Recorded data
+===+

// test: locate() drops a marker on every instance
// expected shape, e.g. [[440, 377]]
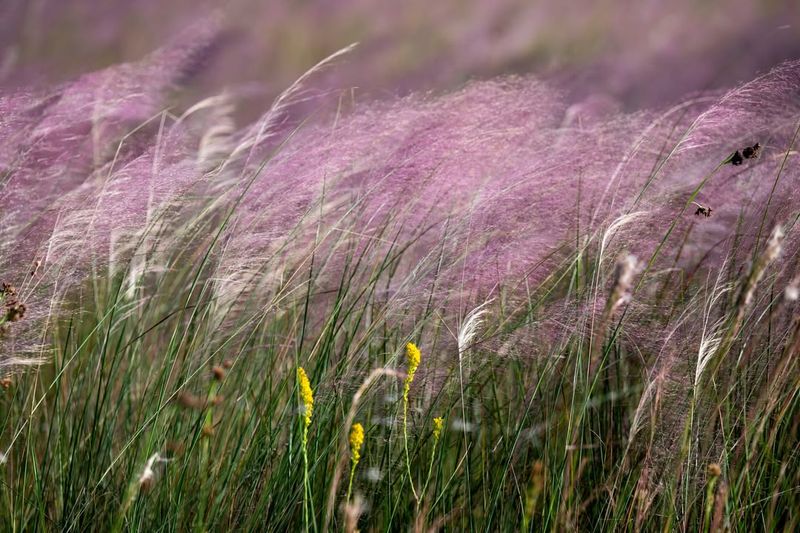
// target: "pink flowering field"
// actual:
[[338, 265]]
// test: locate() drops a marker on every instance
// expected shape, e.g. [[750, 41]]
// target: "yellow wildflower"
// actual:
[[438, 424], [306, 394], [356, 441], [414, 357]]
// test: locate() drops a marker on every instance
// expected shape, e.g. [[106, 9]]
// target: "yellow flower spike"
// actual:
[[414, 357], [356, 441], [438, 424], [306, 394]]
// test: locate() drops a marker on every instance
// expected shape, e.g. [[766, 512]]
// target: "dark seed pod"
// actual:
[[751, 152]]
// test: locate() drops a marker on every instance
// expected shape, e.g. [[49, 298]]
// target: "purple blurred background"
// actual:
[[635, 53]]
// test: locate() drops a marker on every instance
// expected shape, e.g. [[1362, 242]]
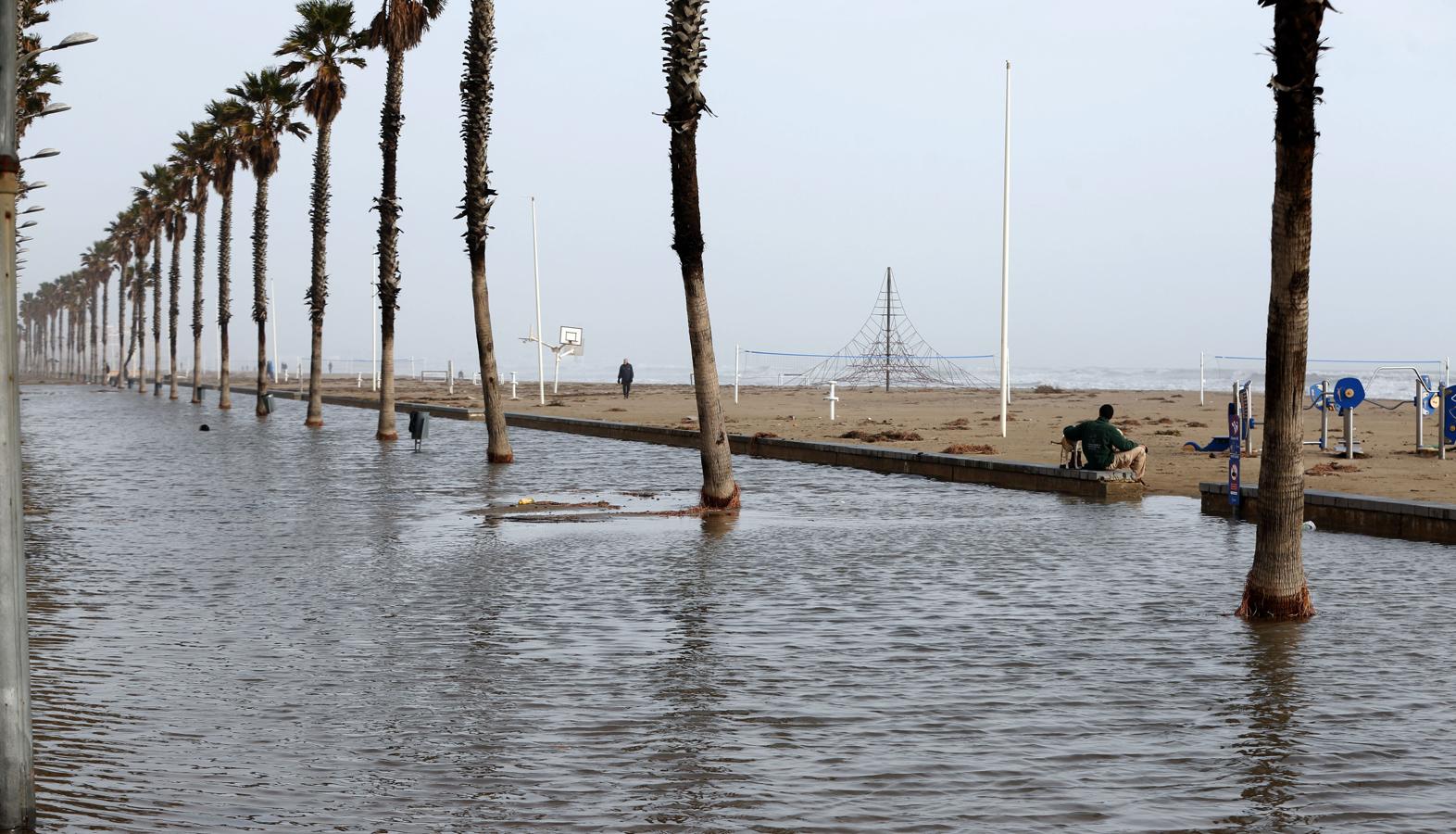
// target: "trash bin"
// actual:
[[418, 426]]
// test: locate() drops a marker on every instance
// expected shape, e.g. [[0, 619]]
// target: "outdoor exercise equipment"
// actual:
[[1242, 407]]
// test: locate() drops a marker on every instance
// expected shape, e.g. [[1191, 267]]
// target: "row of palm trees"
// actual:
[[248, 130], [249, 127]]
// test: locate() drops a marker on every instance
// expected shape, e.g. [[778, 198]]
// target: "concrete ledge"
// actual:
[[1012, 474], [1367, 514], [1007, 474], [452, 412]]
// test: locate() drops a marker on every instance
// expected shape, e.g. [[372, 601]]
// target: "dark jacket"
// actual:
[[1099, 441]]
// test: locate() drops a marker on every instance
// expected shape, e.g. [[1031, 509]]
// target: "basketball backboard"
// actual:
[[574, 338]]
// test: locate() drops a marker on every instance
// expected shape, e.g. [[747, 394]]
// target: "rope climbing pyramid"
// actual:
[[890, 351]]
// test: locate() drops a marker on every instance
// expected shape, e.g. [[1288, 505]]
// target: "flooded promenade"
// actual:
[[265, 627]]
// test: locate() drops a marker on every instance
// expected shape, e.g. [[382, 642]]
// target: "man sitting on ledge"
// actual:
[[1104, 446]]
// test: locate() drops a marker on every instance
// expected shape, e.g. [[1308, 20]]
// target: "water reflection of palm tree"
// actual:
[[1272, 737], [690, 782]]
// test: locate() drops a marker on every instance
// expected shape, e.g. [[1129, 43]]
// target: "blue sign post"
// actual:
[[1235, 425]]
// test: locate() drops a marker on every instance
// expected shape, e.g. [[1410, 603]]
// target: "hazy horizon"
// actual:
[[847, 137]]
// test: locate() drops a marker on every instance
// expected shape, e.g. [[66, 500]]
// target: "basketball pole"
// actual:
[[1007, 258], [540, 334]]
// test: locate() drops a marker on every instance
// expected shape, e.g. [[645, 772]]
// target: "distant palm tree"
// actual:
[[140, 244], [226, 147], [1275, 587], [322, 45], [156, 196], [175, 207], [397, 28], [476, 94], [117, 237], [265, 114], [193, 153], [686, 37]]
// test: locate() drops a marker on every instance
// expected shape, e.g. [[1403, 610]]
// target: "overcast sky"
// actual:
[[849, 135]]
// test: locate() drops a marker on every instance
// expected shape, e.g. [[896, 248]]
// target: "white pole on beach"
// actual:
[[540, 334], [272, 313], [373, 329], [17, 739], [1007, 258]]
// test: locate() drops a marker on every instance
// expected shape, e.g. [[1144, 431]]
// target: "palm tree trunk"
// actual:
[[1275, 586], [198, 257], [476, 92], [387, 206], [122, 354], [224, 297], [142, 326], [94, 370], [156, 313], [320, 278], [173, 278], [686, 50], [261, 288], [105, 310]]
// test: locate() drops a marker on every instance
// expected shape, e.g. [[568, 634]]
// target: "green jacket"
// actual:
[[1099, 441]]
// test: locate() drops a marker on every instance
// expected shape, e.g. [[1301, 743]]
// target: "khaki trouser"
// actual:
[[1135, 459]]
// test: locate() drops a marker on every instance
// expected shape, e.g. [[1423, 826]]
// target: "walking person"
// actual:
[[625, 379]]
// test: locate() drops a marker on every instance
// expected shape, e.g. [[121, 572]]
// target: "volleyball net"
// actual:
[[1382, 379]]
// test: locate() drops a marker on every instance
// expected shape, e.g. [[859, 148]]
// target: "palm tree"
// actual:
[[322, 44], [686, 37], [98, 260], [117, 237], [397, 28], [27, 309], [1275, 586], [92, 280], [226, 147], [476, 94], [194, 156], [267, 102], [155, 194], [173, 223], [140, 242]]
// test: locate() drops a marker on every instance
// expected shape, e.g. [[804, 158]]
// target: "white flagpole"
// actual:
[[1007, 259], [540, 334], [272, 293], [373, 344]]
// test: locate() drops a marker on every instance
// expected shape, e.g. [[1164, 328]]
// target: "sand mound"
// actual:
[[970, 449]]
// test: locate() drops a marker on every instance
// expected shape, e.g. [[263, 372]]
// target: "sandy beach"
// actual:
[[942, 420]]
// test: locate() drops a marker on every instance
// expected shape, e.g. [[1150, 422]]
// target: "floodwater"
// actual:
[[271, 629]]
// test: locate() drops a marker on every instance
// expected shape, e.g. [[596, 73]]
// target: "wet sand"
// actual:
[[1163, 421]]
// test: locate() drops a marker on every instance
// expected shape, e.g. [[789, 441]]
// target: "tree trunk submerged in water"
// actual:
[[476, 94], [101, 319], [198, 257], [686, 58], [156, 313], [261, 290], [1275, 586], [320, 280], [173, 280], [387, 207], [224, 298]]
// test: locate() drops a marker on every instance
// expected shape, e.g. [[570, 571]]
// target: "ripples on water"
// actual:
[[264, 627]]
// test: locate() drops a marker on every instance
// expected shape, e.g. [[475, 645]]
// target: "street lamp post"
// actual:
[[536, 271], [17, 741]]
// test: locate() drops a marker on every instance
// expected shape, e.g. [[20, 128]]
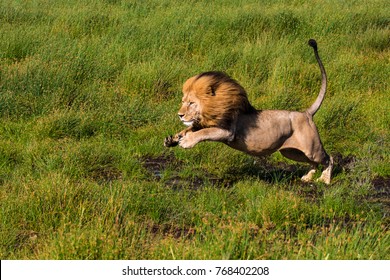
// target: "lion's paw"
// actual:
[[187, 142]]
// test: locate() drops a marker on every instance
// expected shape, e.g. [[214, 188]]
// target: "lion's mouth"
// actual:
[[187, 123]]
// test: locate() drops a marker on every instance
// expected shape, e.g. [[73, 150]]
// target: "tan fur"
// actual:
[[216, 108]]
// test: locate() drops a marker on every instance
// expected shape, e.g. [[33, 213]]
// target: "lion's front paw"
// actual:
[[170, 141], [187, 141]]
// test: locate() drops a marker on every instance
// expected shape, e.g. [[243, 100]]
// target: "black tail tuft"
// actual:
[[313, 44]]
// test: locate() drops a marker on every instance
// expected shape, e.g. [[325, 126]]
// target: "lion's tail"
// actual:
[[316, 105]]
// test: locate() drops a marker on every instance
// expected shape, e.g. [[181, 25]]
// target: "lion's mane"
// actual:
[[221, 98]]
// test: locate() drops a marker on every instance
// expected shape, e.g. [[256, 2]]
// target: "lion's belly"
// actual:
[[264, 134]]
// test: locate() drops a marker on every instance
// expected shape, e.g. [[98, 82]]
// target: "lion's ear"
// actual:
[[211, 90]]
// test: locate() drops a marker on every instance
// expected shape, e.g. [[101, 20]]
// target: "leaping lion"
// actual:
[[216, 108]]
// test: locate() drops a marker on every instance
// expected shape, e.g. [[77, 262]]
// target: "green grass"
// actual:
[[89, 89]]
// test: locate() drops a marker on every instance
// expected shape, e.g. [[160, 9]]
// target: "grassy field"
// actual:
[[90, 89]]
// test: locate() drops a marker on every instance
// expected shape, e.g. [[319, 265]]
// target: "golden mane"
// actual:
[[221, 98]]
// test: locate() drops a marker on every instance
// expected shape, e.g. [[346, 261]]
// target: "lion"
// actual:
[[215, 107]]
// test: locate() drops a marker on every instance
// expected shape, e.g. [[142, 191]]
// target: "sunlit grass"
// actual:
[[89, 89]]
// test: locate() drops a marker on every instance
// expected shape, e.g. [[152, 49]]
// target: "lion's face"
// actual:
[[212, 99], [189, 112]]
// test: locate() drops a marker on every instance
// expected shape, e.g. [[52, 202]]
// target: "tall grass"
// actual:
[[89, 89]]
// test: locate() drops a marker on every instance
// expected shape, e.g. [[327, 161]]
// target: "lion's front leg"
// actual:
[[190, 139]]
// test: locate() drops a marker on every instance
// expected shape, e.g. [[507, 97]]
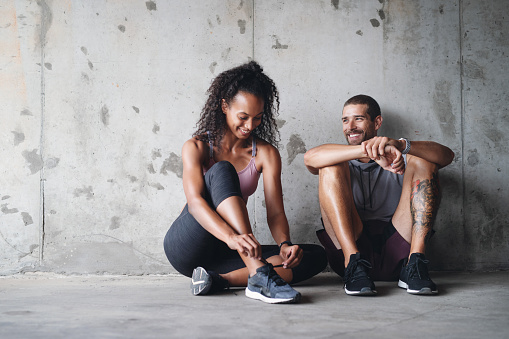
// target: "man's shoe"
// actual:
[[266, 285], [415, 277], [357, 280], [204, 282]]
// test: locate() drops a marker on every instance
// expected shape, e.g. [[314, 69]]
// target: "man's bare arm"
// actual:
[[427, 150], [331, 154]]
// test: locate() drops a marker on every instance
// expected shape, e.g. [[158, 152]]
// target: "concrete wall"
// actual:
[[97, 98]]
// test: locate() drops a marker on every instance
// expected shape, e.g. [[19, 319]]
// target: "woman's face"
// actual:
[[243, 114]]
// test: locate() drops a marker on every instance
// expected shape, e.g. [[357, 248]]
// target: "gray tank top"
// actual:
[[376, 192]]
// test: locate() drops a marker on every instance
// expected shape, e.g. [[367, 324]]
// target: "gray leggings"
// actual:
[[188, 245]]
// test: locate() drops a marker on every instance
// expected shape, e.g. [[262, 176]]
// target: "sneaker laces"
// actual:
[[273, 276], [414, 268], [354, 274]]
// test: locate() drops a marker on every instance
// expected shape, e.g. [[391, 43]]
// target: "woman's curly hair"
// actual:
[[248, 78]]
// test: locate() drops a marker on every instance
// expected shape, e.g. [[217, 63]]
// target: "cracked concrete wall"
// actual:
[[98, 98]]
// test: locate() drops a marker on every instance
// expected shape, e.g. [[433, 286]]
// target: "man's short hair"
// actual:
[[361, 99]]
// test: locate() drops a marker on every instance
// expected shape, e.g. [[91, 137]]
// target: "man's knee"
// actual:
[[422, 167]]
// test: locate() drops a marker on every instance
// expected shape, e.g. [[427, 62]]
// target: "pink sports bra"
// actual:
[[248, 177]]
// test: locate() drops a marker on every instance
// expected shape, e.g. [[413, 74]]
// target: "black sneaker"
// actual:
[[266, 285], [204, 282], [415, 277], [357, 280]]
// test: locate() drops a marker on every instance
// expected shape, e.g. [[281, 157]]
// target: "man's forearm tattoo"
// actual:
[[424, 201]]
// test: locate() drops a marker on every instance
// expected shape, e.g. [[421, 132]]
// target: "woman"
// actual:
[[212, 240]]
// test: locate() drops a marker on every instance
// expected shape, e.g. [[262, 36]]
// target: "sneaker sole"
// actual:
[[364, 291], [261, 297], [422, 291], [200, 281]]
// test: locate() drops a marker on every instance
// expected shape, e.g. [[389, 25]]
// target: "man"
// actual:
[[378, 198]]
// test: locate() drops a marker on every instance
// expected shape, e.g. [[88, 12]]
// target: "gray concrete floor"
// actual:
[[43, 305]]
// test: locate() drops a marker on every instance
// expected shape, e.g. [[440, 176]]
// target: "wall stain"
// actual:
[[242, 26], [18, 137], [85, 191], [472, 70], [6, 210], [442, 107], [278, 45], [34, 160], [156, 153], [18, 312], [173, 164], [46, 20], [27, 219], [51, 163], [473, 158], [294, 147], [212, 67], [225, 53], [151, 5], [115, 223], [156, 185], [150, 169], [105, 115]]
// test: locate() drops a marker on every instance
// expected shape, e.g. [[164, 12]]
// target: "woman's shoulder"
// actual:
[[195, 145]]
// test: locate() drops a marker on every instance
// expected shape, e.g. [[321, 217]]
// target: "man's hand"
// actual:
[[292, 255], [245, 244], [386, 153]]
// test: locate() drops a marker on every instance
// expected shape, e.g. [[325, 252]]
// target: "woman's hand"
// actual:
[[292, 255], [245, 244]]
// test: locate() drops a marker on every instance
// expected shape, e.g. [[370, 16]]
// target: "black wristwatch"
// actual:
[[288, 242]]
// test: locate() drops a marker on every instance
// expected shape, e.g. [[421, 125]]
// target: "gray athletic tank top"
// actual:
[[376, 192]]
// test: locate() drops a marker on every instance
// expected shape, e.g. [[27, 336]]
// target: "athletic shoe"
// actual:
[[204, 282], [357, 280], [266, 285], [415, 277]]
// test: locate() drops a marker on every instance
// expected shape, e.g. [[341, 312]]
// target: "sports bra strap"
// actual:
[[253, 152], [211, 148]]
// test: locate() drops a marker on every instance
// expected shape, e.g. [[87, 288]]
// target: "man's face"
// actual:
[[357, 124]]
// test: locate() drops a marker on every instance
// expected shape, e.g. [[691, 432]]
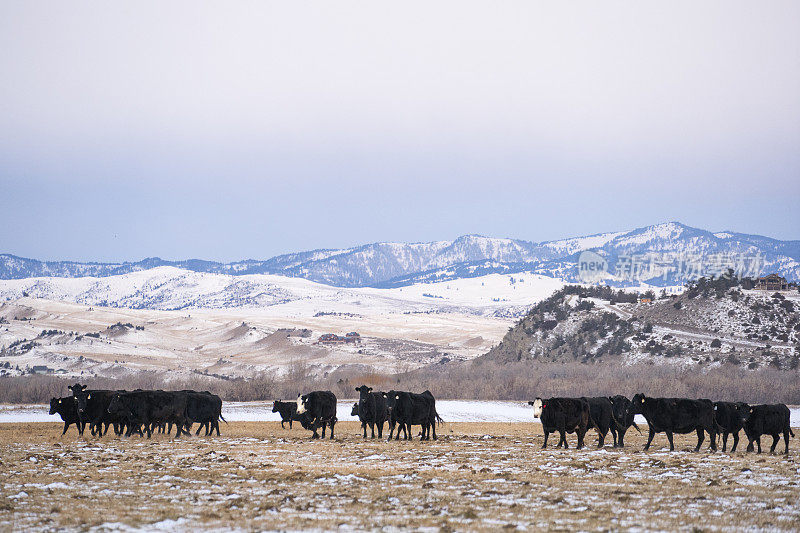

+===+

Set exercise
Count the lines in the items above that contain the string "pink", and reply with the number alone.

Answer for this exercise
2